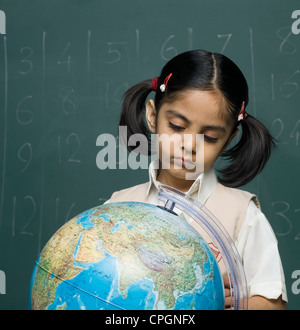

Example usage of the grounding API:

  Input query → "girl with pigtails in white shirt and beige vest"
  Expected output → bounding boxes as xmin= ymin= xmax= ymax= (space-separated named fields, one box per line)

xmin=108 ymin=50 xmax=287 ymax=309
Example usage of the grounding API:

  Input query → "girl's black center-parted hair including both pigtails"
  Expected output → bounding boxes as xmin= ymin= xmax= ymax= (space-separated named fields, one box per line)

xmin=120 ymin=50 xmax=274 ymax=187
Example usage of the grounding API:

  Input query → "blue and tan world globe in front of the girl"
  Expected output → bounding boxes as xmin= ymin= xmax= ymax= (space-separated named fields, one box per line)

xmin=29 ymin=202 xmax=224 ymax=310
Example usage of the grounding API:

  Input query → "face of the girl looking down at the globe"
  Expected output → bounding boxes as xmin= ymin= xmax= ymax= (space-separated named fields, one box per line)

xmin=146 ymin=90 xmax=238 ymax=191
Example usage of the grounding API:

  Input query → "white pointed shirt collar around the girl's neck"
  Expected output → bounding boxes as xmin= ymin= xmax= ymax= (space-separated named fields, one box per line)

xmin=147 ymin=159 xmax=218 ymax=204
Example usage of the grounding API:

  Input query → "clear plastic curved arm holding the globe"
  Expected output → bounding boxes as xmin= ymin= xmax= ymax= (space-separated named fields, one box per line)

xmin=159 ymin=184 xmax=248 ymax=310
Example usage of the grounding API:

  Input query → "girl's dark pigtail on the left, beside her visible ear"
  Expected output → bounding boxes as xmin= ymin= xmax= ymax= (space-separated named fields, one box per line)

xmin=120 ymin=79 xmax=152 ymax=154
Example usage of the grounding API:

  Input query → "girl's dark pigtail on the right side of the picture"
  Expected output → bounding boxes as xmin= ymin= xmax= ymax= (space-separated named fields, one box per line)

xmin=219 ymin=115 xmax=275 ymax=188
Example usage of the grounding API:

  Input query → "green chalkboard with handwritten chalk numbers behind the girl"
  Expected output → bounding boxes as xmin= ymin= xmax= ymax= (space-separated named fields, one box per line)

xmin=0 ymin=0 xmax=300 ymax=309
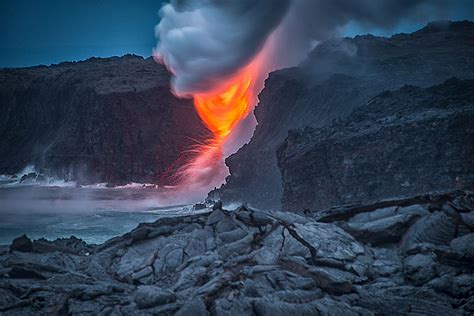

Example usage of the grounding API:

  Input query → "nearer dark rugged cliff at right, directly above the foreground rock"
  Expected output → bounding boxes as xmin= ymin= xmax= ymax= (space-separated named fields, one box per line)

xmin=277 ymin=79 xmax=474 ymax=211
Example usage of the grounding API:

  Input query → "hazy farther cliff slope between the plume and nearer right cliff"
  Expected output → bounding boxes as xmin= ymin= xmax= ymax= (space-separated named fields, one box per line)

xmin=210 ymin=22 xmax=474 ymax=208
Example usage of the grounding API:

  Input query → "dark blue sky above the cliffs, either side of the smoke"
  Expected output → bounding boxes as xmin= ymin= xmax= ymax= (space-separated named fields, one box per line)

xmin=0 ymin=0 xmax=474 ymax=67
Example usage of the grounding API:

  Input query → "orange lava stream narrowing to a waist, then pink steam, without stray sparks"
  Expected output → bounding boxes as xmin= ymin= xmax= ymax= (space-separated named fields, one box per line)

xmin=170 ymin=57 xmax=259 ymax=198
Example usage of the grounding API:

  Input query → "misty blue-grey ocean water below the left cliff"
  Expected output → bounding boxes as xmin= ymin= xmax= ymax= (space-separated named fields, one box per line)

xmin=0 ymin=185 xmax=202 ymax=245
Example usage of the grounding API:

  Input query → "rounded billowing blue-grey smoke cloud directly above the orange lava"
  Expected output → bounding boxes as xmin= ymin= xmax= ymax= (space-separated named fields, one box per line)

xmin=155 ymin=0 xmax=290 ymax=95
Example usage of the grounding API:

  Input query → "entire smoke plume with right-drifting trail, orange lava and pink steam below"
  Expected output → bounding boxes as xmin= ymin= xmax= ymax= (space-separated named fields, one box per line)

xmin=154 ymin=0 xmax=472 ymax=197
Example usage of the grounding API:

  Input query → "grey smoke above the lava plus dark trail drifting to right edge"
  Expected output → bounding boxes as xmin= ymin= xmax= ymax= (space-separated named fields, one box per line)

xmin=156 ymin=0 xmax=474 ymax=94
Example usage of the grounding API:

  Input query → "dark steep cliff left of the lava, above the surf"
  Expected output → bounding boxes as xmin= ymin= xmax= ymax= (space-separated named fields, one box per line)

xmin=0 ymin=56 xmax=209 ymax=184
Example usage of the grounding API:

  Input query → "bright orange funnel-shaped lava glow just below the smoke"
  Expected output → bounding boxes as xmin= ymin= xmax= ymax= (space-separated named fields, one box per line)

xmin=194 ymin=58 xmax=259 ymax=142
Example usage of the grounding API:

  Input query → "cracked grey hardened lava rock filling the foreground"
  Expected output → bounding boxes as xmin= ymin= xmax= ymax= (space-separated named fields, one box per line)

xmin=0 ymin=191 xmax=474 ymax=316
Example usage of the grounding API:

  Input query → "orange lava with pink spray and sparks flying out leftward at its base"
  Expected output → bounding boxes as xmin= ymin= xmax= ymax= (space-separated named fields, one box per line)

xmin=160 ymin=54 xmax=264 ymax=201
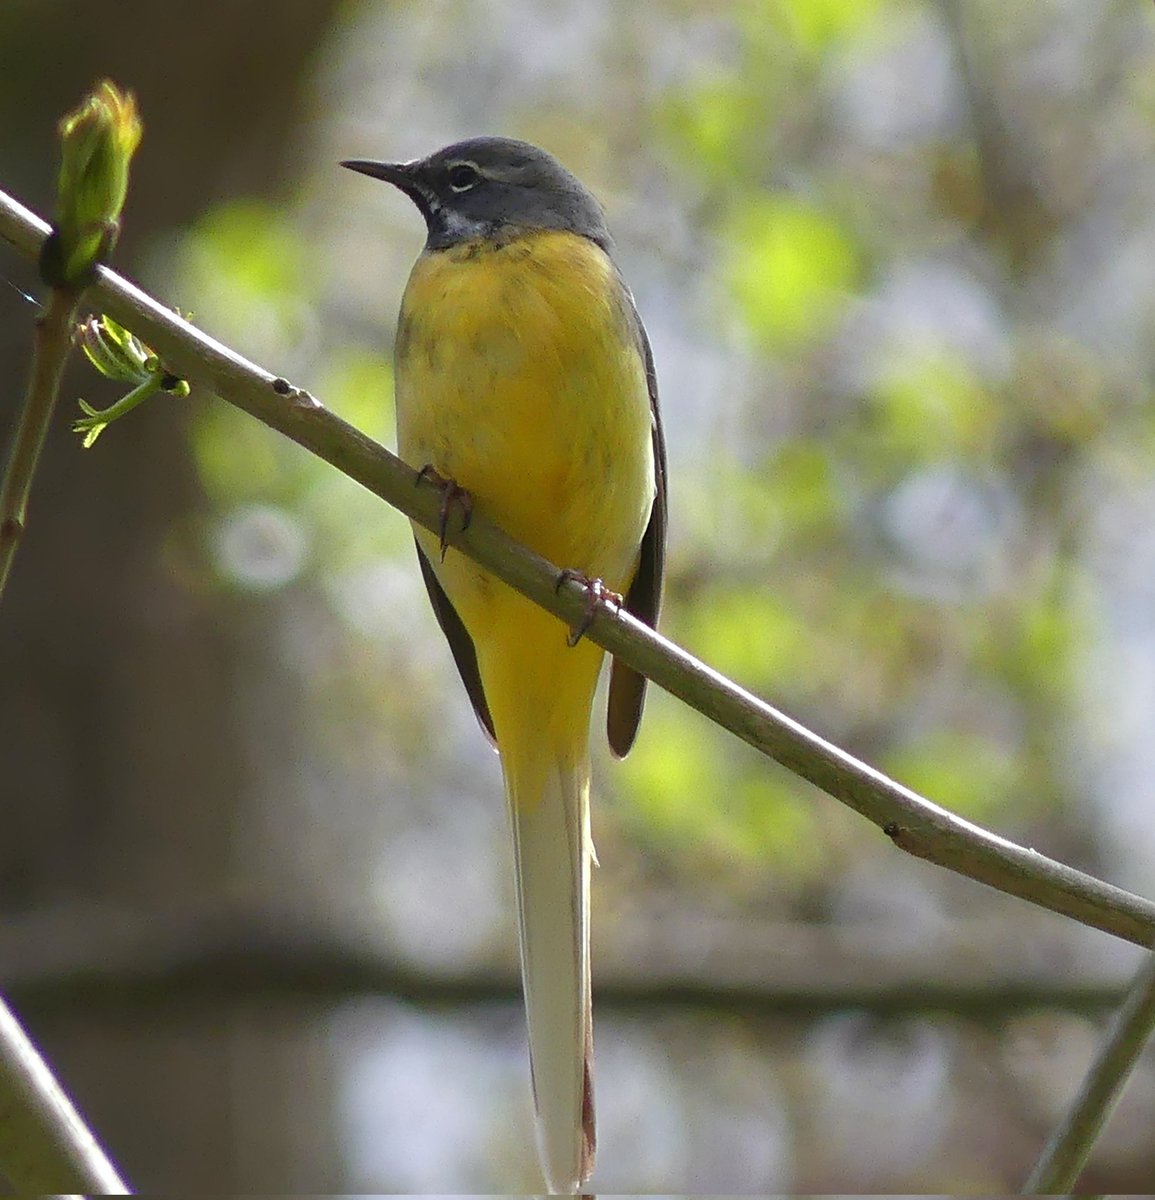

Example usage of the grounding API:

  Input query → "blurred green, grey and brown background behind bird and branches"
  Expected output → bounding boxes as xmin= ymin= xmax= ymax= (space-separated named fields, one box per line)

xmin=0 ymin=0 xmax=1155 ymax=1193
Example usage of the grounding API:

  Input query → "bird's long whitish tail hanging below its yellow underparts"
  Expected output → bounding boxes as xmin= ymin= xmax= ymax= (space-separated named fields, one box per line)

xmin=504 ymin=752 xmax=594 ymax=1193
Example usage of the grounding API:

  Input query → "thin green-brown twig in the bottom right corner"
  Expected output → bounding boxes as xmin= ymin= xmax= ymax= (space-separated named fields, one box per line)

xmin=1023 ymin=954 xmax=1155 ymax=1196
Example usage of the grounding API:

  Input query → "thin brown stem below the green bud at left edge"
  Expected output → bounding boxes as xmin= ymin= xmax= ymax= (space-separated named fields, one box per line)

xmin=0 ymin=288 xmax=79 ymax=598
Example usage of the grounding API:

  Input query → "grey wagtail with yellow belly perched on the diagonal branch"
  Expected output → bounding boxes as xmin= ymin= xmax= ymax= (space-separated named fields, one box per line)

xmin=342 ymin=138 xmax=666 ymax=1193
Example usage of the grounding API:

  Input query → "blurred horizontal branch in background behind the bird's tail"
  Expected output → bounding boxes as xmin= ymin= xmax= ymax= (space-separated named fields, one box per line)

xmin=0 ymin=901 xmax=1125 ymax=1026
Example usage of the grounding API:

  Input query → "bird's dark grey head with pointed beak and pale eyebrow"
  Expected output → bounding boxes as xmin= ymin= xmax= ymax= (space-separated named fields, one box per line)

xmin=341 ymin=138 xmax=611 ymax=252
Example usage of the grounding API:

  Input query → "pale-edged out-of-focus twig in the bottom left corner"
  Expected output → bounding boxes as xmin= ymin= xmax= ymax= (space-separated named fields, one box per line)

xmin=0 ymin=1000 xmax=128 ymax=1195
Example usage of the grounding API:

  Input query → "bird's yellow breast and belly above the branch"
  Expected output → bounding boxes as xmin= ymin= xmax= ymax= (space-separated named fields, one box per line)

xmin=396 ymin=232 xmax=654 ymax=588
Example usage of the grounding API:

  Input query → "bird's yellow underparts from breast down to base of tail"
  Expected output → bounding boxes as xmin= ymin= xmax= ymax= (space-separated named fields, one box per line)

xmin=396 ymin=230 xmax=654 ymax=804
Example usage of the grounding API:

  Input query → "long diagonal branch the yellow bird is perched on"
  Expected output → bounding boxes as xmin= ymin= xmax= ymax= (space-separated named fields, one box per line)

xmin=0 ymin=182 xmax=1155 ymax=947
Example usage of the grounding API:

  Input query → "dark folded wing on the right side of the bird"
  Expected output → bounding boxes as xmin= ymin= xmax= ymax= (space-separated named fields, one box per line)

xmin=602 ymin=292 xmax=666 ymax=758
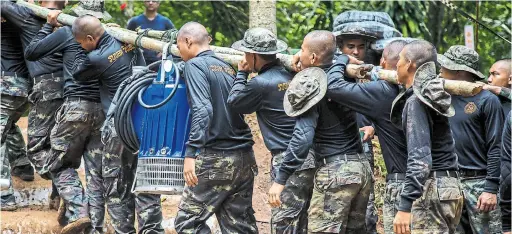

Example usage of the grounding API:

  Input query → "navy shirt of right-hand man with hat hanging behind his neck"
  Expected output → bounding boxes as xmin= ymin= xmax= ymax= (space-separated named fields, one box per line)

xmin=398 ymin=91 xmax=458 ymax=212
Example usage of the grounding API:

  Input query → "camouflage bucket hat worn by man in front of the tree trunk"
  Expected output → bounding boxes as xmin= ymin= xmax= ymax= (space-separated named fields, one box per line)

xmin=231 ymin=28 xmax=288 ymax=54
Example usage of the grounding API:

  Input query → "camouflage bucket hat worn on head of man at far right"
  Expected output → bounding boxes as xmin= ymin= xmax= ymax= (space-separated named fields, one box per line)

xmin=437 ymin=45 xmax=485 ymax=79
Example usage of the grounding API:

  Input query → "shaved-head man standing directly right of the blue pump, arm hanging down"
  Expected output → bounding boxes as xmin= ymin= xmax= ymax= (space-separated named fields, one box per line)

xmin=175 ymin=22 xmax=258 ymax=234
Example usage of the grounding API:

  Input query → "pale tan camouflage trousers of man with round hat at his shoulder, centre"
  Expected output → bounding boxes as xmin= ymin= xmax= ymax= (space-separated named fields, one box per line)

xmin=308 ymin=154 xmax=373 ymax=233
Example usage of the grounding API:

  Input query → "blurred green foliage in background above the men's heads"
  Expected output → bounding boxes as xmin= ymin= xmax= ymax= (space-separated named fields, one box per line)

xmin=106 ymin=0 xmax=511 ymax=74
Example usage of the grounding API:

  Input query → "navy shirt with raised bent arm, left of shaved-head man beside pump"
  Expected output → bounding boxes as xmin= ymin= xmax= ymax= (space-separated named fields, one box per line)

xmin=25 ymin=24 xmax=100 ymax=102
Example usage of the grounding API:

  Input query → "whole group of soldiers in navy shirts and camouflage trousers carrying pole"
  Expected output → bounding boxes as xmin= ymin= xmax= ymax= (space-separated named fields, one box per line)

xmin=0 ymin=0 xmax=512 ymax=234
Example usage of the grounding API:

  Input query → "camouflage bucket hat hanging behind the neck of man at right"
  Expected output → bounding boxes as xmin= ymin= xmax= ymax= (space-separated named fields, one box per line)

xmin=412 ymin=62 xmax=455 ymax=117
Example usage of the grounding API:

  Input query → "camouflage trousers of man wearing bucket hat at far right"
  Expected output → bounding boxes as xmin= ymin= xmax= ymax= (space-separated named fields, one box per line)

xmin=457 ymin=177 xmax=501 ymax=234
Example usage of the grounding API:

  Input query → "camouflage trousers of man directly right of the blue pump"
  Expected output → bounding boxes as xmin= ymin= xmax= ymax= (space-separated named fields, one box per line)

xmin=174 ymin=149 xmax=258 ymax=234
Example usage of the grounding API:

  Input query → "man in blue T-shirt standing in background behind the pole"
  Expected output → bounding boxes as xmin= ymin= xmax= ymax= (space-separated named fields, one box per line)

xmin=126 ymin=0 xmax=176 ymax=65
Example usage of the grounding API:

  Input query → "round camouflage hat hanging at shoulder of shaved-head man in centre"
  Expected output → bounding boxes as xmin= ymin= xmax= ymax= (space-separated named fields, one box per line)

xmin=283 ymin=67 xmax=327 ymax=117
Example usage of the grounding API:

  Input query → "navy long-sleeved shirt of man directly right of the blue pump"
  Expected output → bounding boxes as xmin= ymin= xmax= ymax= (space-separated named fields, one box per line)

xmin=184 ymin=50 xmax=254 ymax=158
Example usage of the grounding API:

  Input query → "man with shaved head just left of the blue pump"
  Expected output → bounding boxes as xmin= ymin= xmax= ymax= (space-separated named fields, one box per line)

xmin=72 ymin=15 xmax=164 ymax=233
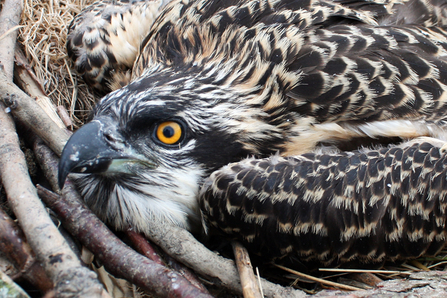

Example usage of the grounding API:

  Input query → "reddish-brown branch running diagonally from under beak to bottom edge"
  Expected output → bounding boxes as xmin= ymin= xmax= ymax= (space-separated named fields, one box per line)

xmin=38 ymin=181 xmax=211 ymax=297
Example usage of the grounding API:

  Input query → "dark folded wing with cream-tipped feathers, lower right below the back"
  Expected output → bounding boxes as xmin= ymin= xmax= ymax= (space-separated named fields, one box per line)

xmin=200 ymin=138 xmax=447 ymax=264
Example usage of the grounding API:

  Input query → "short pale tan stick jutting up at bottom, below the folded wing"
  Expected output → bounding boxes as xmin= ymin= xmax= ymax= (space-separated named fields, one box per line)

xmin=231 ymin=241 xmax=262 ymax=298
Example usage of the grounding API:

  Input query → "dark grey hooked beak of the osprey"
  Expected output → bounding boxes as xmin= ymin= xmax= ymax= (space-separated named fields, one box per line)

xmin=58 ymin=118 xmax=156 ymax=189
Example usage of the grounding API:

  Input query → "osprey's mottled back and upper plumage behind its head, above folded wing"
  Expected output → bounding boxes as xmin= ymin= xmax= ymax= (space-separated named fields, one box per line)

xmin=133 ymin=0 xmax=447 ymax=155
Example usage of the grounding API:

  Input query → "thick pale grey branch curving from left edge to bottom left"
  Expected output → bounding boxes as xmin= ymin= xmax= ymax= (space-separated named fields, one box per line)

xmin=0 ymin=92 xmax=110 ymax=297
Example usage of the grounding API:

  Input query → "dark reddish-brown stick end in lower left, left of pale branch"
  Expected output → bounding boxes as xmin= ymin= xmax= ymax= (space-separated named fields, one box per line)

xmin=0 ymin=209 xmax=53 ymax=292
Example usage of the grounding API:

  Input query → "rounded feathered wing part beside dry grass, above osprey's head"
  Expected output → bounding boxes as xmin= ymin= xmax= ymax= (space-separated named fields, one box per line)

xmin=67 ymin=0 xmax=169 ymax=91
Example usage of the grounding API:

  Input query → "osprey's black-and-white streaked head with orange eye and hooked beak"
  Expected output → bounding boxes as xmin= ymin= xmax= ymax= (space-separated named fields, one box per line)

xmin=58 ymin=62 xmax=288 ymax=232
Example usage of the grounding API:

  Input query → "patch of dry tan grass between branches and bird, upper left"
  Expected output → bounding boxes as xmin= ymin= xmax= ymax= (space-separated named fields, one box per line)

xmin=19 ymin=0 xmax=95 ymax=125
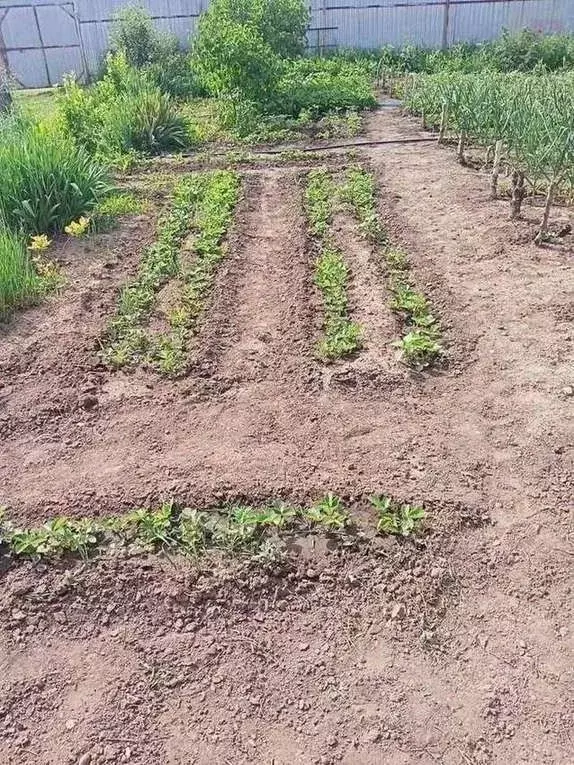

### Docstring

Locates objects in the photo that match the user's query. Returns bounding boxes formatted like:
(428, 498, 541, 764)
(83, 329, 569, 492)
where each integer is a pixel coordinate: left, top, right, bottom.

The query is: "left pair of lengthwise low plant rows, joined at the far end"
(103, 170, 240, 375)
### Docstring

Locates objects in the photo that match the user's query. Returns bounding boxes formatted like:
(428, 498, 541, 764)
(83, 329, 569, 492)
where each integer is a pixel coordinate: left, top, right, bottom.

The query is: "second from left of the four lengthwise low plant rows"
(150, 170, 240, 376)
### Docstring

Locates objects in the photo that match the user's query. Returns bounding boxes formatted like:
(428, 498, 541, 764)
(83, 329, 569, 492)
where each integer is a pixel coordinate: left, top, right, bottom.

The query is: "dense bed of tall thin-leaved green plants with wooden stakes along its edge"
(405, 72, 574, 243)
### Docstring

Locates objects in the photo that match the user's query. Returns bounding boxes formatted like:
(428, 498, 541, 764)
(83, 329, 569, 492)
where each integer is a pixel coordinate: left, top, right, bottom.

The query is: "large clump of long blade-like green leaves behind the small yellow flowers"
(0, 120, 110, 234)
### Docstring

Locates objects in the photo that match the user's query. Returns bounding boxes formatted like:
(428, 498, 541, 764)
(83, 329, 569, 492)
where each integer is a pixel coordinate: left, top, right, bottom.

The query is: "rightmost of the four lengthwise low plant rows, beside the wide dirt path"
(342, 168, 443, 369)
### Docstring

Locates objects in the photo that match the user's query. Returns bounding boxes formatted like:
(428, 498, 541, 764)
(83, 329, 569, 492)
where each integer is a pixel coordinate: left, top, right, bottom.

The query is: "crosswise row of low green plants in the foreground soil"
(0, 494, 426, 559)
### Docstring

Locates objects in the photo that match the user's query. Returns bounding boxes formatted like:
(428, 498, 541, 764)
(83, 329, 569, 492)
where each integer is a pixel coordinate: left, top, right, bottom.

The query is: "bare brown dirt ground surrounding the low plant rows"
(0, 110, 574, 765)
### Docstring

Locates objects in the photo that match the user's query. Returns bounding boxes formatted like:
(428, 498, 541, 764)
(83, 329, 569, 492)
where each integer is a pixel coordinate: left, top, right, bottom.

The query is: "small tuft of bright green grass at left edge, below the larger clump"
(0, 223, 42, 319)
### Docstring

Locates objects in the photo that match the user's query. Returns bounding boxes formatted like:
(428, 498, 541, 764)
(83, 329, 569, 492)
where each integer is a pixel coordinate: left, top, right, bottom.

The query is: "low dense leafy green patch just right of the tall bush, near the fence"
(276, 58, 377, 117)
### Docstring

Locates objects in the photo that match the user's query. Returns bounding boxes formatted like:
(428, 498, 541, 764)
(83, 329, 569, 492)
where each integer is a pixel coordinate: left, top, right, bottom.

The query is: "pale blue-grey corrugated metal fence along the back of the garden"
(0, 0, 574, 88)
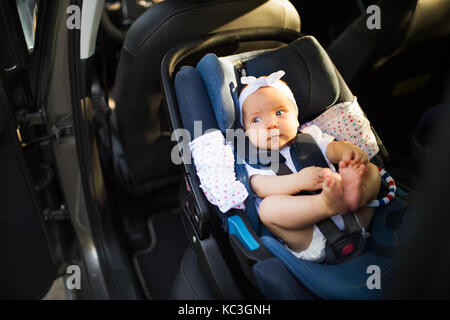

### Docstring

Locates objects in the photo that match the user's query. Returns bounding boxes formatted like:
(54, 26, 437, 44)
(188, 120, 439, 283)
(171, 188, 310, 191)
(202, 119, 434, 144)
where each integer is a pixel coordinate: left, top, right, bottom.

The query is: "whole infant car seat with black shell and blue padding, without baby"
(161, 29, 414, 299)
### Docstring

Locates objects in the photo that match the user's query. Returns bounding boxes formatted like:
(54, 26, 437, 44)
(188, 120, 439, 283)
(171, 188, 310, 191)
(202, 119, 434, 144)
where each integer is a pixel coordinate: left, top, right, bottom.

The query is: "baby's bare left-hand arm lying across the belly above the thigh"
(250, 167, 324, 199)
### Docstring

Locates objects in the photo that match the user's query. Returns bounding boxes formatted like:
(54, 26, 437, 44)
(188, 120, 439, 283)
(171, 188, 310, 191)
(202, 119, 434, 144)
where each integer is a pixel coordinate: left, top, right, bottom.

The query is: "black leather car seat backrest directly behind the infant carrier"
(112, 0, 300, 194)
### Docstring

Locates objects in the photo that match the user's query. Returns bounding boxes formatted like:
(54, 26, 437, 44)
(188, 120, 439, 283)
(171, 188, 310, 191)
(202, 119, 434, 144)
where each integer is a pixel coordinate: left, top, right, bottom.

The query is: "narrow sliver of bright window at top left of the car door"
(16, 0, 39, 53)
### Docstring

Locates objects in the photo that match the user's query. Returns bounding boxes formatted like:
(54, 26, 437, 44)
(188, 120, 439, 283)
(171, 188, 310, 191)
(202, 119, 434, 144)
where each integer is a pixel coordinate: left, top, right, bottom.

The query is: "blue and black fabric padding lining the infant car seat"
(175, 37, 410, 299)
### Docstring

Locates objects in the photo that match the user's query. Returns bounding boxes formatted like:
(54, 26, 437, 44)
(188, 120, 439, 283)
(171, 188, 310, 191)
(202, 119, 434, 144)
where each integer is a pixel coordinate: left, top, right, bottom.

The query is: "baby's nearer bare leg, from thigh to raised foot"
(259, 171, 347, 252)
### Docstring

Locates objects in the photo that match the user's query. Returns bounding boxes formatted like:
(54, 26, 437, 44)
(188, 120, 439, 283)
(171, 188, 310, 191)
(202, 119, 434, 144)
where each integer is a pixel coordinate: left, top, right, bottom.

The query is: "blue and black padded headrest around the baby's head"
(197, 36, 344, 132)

Problem details: Every line above that includes the word "globe" should be listed.

Output below:
  Input query → "blue and tan world globe in front of the girl"
  Input query → "face of the girl looking down at the globe"
  Input query → "clear plastic curved arm holding the globe"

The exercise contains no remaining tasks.